**WRITTEN PROBLEM**
Copy out everything from the line containing "Could you please outline every instance of the thumb?" down to the end of the data below, both ends included, without changing a character.

**SUPPLIED DATA**
• • •

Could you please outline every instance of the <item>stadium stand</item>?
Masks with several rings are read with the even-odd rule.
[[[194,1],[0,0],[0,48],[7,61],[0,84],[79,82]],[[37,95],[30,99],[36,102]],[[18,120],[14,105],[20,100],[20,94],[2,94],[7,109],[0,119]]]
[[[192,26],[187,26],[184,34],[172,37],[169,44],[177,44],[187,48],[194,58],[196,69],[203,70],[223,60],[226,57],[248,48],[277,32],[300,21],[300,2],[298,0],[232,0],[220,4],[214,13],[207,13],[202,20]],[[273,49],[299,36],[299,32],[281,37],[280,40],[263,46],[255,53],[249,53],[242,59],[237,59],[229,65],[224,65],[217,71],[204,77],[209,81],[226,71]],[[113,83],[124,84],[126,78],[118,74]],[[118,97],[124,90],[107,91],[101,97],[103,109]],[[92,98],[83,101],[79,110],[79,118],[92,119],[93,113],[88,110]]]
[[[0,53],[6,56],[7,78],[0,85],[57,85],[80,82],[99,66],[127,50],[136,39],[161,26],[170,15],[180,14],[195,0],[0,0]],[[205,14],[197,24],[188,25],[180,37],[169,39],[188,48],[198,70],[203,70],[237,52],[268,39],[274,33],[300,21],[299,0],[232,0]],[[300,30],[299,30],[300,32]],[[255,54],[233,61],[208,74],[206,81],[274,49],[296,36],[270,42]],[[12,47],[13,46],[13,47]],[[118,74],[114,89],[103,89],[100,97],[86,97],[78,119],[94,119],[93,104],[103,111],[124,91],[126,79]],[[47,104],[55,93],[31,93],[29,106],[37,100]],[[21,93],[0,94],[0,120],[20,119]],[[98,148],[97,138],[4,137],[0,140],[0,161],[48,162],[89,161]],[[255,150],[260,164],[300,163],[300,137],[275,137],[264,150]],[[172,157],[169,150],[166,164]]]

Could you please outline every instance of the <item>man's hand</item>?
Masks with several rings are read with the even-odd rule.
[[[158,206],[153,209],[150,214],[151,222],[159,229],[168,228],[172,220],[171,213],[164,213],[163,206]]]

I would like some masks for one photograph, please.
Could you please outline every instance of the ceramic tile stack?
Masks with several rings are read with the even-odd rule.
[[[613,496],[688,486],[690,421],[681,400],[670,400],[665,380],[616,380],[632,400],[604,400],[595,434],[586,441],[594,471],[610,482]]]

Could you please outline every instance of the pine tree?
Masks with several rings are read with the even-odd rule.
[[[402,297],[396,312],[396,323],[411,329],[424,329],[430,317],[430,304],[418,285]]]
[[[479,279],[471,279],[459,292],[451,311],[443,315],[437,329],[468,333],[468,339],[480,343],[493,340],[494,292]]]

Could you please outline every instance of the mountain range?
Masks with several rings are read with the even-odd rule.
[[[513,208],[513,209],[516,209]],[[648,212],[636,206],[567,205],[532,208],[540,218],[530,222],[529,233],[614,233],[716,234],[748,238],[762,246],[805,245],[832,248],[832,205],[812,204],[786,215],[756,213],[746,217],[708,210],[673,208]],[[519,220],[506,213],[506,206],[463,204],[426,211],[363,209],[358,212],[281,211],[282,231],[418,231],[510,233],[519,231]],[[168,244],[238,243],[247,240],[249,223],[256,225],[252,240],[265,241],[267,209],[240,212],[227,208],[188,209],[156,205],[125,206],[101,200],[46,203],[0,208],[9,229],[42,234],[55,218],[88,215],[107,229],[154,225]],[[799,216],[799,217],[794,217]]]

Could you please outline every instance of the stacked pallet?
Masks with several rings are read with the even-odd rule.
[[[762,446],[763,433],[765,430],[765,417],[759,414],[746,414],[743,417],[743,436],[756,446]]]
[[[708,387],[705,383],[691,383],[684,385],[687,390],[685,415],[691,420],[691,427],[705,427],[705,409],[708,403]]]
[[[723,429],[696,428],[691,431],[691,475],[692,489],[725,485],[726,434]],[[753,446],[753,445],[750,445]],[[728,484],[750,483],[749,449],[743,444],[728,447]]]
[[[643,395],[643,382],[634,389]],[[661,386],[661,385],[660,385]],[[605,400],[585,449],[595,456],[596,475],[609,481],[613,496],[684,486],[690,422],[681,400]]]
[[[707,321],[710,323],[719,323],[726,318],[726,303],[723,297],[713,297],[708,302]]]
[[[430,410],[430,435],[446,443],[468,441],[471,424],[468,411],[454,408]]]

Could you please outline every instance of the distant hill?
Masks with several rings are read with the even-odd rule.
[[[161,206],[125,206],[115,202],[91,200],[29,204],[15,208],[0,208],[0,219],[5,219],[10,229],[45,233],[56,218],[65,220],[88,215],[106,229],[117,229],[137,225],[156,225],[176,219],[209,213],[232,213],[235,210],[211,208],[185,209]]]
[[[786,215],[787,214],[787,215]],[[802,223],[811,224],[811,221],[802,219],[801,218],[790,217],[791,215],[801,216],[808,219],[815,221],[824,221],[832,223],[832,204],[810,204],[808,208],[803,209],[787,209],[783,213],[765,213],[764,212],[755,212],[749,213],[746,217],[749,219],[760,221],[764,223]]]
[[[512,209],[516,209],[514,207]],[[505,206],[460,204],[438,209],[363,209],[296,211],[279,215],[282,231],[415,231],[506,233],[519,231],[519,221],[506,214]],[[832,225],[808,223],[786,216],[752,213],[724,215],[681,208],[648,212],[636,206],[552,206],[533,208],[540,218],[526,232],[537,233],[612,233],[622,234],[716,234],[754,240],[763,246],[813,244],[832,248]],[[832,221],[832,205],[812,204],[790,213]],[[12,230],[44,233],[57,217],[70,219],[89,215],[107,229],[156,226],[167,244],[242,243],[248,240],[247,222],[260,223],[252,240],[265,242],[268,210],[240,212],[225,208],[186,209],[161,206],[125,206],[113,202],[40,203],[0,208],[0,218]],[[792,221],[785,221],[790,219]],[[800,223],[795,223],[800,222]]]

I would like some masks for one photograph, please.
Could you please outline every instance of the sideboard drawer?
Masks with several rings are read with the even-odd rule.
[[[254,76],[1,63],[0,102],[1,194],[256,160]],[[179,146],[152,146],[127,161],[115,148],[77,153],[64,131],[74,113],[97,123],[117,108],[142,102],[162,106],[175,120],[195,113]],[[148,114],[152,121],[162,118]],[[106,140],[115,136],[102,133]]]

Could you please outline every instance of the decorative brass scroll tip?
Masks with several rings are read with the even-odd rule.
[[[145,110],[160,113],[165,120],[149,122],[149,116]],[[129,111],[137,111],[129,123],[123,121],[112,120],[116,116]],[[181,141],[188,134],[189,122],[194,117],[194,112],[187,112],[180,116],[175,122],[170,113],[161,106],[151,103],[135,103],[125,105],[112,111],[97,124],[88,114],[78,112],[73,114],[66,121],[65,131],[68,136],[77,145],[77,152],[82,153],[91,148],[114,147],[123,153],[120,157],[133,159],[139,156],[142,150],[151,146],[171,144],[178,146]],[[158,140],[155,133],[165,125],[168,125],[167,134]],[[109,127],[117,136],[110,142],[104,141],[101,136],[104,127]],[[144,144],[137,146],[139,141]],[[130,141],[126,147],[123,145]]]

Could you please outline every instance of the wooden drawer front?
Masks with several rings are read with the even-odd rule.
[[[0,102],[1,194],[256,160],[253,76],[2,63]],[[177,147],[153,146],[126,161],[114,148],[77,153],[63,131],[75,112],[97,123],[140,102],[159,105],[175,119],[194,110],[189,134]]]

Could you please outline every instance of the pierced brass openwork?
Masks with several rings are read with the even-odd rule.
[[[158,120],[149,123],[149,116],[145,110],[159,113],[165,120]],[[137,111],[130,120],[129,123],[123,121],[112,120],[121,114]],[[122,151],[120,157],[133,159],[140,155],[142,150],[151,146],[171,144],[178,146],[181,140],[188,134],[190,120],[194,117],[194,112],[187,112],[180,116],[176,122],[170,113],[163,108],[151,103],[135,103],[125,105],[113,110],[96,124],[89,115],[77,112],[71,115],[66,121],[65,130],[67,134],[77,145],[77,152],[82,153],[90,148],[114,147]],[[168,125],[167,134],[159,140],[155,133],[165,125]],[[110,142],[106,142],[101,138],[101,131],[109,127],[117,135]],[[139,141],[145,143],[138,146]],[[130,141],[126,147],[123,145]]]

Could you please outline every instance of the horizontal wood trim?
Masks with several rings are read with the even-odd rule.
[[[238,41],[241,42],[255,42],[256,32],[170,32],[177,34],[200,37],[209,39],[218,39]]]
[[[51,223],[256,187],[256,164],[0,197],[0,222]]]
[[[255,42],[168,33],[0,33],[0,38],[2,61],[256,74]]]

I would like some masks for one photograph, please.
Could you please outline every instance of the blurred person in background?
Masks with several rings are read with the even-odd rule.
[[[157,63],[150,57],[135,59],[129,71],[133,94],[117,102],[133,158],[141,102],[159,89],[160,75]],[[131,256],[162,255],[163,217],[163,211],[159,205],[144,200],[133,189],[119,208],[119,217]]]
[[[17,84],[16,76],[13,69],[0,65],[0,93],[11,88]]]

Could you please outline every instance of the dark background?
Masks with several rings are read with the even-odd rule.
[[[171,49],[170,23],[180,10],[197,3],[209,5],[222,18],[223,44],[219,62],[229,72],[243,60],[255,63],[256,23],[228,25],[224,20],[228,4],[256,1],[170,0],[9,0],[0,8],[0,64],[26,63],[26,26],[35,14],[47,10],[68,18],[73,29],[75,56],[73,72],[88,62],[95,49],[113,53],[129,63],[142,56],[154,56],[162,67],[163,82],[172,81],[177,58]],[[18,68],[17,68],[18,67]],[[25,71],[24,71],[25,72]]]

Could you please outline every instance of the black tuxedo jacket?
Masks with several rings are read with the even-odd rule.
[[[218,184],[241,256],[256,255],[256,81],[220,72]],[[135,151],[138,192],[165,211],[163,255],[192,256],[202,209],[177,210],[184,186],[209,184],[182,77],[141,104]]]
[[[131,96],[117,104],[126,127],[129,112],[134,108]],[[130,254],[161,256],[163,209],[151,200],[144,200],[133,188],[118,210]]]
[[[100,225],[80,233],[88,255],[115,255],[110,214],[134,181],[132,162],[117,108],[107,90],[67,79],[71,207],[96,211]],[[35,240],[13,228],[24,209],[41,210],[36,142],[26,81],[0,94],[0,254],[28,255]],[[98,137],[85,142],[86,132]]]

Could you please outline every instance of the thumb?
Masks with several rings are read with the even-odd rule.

• • •

**WRITTEN ANSWER**
Could you please outline every instance of the thumb?
Masks with several rings are read with the even-odd rule.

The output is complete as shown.